◆ **Work to be completed**: Edit all of the lines below by replacing "record the location of each" with "report the coordinates of each" wherever it occurs, leaving everything else unchanged. Omit the pictures from the result.

[Excerpts from point annotation data]
=-=-=

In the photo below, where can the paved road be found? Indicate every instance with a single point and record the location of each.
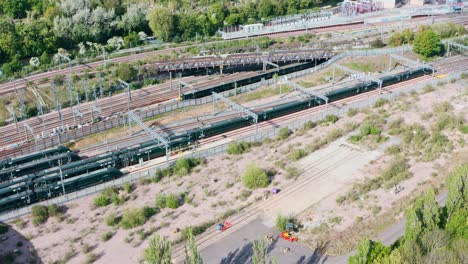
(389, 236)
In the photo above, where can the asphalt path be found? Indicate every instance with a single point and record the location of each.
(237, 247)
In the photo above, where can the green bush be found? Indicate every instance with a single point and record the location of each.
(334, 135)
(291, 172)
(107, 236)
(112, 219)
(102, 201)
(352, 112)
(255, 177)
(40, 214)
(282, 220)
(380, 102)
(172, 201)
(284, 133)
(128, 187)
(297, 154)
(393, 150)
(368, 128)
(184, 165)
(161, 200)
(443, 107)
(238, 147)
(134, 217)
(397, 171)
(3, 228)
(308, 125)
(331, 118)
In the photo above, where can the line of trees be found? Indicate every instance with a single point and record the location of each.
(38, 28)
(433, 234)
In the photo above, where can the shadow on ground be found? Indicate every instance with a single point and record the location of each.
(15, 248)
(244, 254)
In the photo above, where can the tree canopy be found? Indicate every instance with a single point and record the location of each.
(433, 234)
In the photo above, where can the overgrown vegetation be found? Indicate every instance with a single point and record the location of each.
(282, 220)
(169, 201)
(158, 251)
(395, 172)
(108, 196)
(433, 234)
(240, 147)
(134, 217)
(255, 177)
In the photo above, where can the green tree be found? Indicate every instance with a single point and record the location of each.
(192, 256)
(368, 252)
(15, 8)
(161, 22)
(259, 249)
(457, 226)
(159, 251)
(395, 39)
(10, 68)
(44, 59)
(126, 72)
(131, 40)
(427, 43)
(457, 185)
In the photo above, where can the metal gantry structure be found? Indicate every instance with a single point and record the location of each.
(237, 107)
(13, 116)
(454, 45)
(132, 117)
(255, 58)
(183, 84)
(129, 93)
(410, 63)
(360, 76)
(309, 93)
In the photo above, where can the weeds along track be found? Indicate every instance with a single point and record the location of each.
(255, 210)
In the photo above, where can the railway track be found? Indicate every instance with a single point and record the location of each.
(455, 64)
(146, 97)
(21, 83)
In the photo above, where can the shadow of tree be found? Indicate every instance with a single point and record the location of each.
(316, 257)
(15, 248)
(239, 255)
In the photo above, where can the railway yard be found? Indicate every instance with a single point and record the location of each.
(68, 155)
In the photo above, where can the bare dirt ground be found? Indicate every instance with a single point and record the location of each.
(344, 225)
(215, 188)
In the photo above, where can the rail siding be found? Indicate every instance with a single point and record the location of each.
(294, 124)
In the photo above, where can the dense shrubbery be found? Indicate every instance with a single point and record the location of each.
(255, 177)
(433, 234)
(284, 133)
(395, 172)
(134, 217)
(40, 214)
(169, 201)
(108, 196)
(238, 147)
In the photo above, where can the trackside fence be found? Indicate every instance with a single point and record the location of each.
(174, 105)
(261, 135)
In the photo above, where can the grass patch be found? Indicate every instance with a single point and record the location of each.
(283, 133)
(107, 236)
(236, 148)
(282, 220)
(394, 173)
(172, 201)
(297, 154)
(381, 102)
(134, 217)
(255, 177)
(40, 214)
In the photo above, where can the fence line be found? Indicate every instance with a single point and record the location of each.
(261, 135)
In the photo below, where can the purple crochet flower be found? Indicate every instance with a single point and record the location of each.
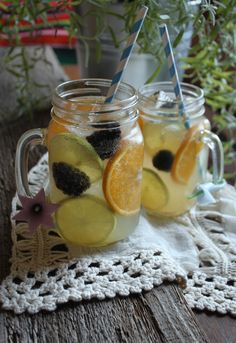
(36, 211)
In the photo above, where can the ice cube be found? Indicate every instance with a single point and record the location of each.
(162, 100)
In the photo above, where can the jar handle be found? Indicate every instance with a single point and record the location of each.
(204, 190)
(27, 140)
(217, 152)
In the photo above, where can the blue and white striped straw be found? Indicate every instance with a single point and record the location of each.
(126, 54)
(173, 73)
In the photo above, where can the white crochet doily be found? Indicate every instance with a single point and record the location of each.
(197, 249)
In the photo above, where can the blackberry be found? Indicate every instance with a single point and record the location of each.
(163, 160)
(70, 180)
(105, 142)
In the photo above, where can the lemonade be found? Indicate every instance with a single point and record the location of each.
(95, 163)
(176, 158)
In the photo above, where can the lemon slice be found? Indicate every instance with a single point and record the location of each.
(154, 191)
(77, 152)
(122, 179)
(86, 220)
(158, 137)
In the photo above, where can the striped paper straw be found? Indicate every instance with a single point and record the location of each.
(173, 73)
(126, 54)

=-=-=

◆ **Full answer**:
In the photo below, where can the paved road be found? Indicate every instance with a single point and report the coordinates of each.
(389, 236)
In the photo above, where can the asphalt path be found? Indicate every instance with a single point and report the coordinates of each.
(237, 247)
In the photo above, where can the green bush be found? Indicate every instance with a single point and report the coordinates of each.
(334, 135)
(291, 172)
(107, 236)
(112, 219)
(102, 201)
(352, 112)
(255, 177)
(40, 214)
(282, 220)
(380, 102)
(172, 201)
(284, 133)
(128, 187)
(297, 154)
(393, 150)
(368, 128)
(184, 165)
(161, 200)
(443, 107)
(238, 147)
(134, 217)
(397, 171)
(3, 228)
(308, 125)
(331, 118)
In the photo above, where can the line of trees be found? Indicate every instance with a single point and report the coordinates of each.
(38, 28)
(433, 234)
In the photo above, where can the shadow on ground be found? Indicate every instance with a single point and report the coordinates of each.
(15, 248)
(244, 254)
In the photo above, where can the tree canopy be found? Indicate every instance with a single point and report the coordinates of each.
(433, 234)
In the photo above, where can the overgrown vegetation be found? Indicate every instance with a single point and report the coordinates of each.
(282, 220)
(169, 201)
(158, 251)
(395, 172)
(108, 196)
(433, 234)
(240, 147)
(134, 217)
(255, 177)
In the photo above, where can the green tree be found? Indicate every instance with a single point and report the coordinates of each.
(192, 256)
(368, 252)
(15, 8)
(161, 22)
(259, 249)
(457, 226)
(159, 251)
(395, 39)
(10, 68)
(44, 59)
(126, 72)
(131, 40)
(427, 43)
(457, 185)
In the photo above, where can the metal gantry structure be found? Indicate every instance with a single point and report the coordinates of each.
(237, 107)
(13, 116)
(454, 45)
(132, 117)
(255, 58)
(183, 84)
(129, 93)
(410, 63)
(360, 76)
(309, 93)
In the photo above, where can the weeds along track be found? Indicate every instance with a single point and report the coordinates of each.
(255, 210)
In the photo above, where can the railway track be found? Indicate every instance with a single point and report the coordinates of each.
(455, 64)
(146, 97)
(21, 83)
In the photo above, where can the shadow of tree be found? Indicate every instance with a single point and report the coordinates of each.
(316, 257)
(15, 248)
(239, 255)
In the photo above, where can the railway yard be found? Indicate every instance with a single point and report the coordinates of each.
(68, 155)
In the photo above, where can the bare dirt ground be found? Indicate every instance with a single point and report the coordinates of each.
(344, 225)
(215, 188)
In the photo above, where can the rail siding be found? Indicate every instance with a single point and report the coordinates of each.
(294, 124)
In the photo above, where can the dense shrubbery be found? Indicate every instance with a single point and report the coordinates of each.
(255, 177)
(433, 234)
(284, 133)
(395, 172)
(134, 217)
(40, 214)
(169, 201)
(108, 196)
(238, 147)
In the photo above, where can the trackside fence be found? Indicate every instance with a single point and report the coordinates of each.
(174, 105)
(261, 135)
In the photo above, where can the grass patch be found? Indicate every instance with a single point and report the coordinates of each.
(283, 133)
(107, 236)
(236, 148)
(282, 220)
(394, 173)
(172, 201)
(297, 154)
(381, 102)
(134, 217)
(255, 177)
(40, 214)
In the photo above, where can the fence line be found? Indicate every instance with a single point and report the coordinates of each.
(261, 135)
In the photo below, where can the purple crochet flower be found? Indicate every instance with a single point and report the coordinates of each.
(36, 211)
In the photo above, where can the ice cube be found? Indicate every instance with a single point and report the coordinates of each.
(162, 100)
In the photo above, where can the jar handle be found? Indicate every instance with a single point and report the coordinates of each.
(204, 190)
(27, 140)
(217, 152)
In the photo above, where can the blue and white striped straw be found? Indicate every instance with a single point and report the coordinates of each.
(126, 54)
(173, 73)
In the photo above, where can the white crochet doily be found? Indicate every instance with a single point and report the coordinates of each.
(197, 249)
In the photo above, where can the blackberry be found? Indicate every instance with a single point and report the coordinates of each.
(163, 160)
(70, 180)
(105, 142)
In the photo above, where can the lemonade be found? Indicate every instance with a single point and report the coordinates of each.
(95, 163)
(176, 158)
In the photo above, where can the lemon slice be found? Indicate every instance with a single point and report the coordinates of each.
(154, 191)
(77, 152)
(122, 179)
(86, 220)
(158, 137)
In the photo above, where can the striped paper straw be found? Indicate every instance with a single point and report the coordinates of each.
(173, 73)
(126, 54)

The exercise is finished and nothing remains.